### [Problem to solve]
What is needed here is a word-for-word copy of all the entries below.

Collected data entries
● ● ● ● ●
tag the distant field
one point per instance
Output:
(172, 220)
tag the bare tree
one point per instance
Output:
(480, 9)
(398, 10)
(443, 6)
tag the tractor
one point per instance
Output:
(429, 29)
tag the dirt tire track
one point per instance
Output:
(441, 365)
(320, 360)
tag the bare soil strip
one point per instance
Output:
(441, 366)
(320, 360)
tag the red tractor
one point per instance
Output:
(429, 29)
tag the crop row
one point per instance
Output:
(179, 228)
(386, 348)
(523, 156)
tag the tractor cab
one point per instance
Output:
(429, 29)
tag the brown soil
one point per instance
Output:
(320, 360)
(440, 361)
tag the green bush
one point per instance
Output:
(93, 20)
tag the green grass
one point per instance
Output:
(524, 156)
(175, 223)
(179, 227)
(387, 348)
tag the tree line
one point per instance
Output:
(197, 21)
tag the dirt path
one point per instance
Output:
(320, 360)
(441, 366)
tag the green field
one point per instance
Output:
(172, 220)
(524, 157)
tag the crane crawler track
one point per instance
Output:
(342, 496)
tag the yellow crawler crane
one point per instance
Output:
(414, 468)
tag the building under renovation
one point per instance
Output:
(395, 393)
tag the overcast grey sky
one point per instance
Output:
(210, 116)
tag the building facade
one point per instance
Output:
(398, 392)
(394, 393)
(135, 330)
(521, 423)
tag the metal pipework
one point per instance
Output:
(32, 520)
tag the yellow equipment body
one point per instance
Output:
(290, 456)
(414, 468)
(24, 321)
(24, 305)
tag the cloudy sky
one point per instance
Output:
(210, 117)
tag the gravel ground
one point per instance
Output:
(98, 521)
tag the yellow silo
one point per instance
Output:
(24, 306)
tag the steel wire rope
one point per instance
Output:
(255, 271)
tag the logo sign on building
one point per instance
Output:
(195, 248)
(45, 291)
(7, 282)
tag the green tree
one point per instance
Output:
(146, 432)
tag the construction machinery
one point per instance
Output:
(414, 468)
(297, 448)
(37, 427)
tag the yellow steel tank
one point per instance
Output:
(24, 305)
● ● ● ● ●
### [Output of the task]
tag the distant field
one point per instance
Output:
(172, 220)
tag the bare tree
one point per instance
Output:
(480, 9)
(398, 10)
(443, 6)
tag the tractor
one point per instance
Output:
(429, 29)
tag the dirt tire track
one point per instance
Output:
(441, 365)
(320, 360)
tag the bare soil strip
one point per instance
Output:
(441, 366)
(320, 360)
tag the red tractor
one point per instance
Output:
(429, 29)
tag the crop row
one point per instance
Output:
(179, 228)
(386, 348)
(523, 156)
tag the tractor cab
one point per instance
Output:
(429, 29)
tag the brown soil
one point per instance
Output:
(320, 360)
(440, 361)
tag the green bush
one point per instance
Output:
(93, 20)
tag the green grass
one point per instance
Output:
(524, 156)
(175, 223)
(179, 227)
(387, 348)
tag the tree line
one point per instance
Output:
(197, 21)
tag the dirt path
one point per instance
Output:
(320, 360)
(441, 366)
tag the green field
one point per instance
Output:
(172, 220)
(524, 157)
tag the crane crawler track
one point per instance
Output:
(342, 496)
tag the yellow crawler crane
one point per instance
Output:
(414, 468)
tag the building under renovation
one point per instance
Output:
(395, 393)
tag the overcast grey sky
one point per instance
Output:
(210, 116)
tag the building facade
one point per instance
Output:
(398, 392)
(394, 393)
(135, 330)
(521, 423)
tag the metal pipework
one point per instance
Output:
(32, 520)
tag the yellow equipment body
one point per instance
Output:
(290, 456)
(414, 468)
(24, 321)
(24, 305)
tag the cloudy sky
one point per instance
Output:
(210, 117)
tag the gravel ground
one point per instance
Output:
(98, 521)
tag the yellow silo
one point per instance
Output:
(24, 306)
tag the steel wire rope
one point per instance
Output:
(255, 271)
tag the logo sign on building
one point per instance
Output:
(195, 248)
(45, 291)
(7, 282)
tag the green tree
one point per instance
Output:
(146, 432)
tag the construction machinery
one point per instance
Output:
(414, 468)
(297, 448)
(37, 427)
tag the yellow steel tank
one point per instance
Output:
(24, 305)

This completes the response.